Scan the lines below and report each one containing "wooden" by copying it.
======== Data to process
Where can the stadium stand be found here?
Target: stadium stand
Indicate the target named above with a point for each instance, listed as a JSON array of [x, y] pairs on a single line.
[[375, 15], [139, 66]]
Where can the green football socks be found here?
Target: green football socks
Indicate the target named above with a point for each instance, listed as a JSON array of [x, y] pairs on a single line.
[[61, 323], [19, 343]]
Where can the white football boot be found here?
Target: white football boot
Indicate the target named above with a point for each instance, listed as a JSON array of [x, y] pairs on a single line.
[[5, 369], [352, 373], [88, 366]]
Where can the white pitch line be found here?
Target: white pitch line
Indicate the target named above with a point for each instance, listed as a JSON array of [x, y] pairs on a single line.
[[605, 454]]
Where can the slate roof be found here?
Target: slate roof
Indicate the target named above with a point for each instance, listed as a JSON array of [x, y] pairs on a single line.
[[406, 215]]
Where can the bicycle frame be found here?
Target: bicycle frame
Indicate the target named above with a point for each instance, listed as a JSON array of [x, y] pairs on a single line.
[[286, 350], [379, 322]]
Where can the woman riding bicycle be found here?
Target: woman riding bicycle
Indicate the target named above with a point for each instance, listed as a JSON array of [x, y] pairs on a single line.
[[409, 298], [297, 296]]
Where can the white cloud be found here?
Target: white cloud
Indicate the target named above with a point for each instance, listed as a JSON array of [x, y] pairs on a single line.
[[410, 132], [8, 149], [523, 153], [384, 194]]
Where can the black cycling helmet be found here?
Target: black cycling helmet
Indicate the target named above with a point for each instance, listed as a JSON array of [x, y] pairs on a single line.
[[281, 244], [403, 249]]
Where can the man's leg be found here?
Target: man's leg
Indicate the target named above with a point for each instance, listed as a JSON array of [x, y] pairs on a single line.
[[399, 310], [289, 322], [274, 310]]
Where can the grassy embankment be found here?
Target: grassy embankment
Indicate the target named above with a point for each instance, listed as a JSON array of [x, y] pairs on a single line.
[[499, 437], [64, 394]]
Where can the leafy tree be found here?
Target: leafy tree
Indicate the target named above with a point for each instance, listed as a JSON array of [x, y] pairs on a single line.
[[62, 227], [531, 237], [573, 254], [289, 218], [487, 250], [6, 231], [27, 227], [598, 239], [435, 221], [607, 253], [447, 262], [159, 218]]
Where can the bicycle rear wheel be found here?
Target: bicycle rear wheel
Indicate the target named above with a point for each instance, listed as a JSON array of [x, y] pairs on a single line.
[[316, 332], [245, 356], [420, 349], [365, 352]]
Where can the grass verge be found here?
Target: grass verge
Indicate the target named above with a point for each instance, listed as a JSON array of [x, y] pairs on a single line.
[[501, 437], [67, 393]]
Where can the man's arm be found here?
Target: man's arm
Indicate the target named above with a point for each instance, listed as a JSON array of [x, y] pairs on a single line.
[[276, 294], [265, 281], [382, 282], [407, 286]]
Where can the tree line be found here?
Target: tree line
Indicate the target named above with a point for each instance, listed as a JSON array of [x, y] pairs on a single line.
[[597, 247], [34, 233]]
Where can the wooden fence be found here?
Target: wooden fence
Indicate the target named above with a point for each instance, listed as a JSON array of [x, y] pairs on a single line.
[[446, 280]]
================
> _Exercise answer_:
Where can the wooden fence be found here?
Target: wooden fence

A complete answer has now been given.